Problem requirements. Show all lines of the entries in which the word "rough" is found.

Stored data
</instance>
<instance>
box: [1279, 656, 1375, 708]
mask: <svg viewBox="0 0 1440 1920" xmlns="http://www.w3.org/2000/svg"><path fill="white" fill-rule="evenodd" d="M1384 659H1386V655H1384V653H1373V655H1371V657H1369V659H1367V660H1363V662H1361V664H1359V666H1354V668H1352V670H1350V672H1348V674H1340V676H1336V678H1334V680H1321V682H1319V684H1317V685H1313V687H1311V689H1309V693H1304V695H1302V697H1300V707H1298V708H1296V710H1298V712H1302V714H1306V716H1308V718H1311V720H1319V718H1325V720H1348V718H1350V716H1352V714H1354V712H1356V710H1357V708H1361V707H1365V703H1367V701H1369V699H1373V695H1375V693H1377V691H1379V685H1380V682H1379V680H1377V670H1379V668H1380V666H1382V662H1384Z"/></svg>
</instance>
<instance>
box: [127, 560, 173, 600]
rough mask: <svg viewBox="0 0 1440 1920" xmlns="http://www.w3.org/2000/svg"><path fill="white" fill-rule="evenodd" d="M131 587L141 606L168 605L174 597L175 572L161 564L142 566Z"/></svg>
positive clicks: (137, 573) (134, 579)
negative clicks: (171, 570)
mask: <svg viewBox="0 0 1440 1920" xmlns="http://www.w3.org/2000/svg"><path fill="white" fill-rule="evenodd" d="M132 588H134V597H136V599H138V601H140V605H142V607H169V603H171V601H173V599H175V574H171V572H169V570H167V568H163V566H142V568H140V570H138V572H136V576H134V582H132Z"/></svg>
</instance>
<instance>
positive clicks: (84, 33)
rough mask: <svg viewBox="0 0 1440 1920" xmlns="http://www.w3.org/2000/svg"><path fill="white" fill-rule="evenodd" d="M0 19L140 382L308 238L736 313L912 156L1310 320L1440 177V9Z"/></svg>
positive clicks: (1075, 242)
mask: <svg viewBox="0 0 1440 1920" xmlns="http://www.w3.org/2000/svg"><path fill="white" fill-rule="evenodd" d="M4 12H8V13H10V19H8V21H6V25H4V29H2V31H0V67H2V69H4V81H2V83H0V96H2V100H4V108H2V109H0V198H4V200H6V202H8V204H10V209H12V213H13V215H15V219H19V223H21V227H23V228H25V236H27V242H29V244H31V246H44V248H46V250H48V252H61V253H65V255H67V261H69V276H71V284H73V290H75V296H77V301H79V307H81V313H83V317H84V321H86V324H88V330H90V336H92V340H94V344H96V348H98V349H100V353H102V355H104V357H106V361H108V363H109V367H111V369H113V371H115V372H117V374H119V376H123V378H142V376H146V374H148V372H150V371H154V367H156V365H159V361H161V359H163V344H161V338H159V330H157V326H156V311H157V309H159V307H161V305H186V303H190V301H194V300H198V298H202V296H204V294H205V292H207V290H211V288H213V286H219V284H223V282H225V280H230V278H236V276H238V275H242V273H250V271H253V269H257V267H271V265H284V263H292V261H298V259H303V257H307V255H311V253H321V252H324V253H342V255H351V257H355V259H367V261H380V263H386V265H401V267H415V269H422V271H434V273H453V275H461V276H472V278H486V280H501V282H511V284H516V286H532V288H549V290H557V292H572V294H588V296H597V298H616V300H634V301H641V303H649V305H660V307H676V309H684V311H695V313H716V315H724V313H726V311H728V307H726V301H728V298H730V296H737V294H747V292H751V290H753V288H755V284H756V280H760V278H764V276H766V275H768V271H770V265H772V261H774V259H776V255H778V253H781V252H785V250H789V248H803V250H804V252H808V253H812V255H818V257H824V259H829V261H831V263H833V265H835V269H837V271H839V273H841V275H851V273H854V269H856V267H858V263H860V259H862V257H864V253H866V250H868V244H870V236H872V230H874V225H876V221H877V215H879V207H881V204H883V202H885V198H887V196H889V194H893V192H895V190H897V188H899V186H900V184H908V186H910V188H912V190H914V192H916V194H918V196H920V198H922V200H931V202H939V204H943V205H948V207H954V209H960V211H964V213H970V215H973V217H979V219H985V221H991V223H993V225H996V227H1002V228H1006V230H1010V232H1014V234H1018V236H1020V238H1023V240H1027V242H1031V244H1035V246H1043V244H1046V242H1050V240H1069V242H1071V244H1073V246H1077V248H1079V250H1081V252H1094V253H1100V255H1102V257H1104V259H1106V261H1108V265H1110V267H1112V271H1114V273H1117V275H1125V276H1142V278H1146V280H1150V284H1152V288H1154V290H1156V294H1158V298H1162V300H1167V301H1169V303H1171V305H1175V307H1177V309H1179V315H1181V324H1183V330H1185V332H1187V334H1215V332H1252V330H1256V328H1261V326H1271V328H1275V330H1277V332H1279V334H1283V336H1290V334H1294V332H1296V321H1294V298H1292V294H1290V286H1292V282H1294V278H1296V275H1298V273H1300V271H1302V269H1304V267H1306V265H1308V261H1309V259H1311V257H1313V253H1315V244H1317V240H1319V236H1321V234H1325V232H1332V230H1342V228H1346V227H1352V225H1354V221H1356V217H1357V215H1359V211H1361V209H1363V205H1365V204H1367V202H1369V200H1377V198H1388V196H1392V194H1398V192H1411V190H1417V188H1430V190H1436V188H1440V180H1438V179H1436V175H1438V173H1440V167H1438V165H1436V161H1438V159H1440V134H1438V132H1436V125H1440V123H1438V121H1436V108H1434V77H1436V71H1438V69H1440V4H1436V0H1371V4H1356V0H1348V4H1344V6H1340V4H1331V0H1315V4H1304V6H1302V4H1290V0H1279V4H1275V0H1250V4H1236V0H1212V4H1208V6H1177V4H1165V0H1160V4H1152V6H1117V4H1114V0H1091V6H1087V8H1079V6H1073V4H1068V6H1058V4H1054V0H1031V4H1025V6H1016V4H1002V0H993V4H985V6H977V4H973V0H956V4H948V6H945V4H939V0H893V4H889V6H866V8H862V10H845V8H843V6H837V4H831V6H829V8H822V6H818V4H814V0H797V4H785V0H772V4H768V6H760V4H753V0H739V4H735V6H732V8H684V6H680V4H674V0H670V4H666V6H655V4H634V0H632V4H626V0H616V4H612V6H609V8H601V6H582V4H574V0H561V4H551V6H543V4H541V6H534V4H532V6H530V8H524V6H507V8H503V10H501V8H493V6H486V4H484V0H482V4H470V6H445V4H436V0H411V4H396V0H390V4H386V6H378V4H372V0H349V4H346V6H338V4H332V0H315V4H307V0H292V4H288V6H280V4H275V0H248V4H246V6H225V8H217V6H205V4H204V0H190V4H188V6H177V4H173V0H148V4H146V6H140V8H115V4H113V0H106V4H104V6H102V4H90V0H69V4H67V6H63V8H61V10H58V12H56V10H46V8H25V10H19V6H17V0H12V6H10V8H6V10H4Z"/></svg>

Solution for this exercise.
rough mask: <svg viewBox="0 0 1440 1920" xmlns="http://www.w3.org/2000/svg"><path fill="white" fill-rule="evenodd" d="M131 587L141 606L168 605L174 597L175 572L161 564L142 566Z"/></svg>
rough mask: <svg viewBox="0 0 1440 1920" xmlns="http://www.w3.org/2000/svg"><path fill="white" fill-rule="evenodd" d="M0 19L140 382L308 238L736 313L912 156L1310 320L1440 177V9Z"/></svg>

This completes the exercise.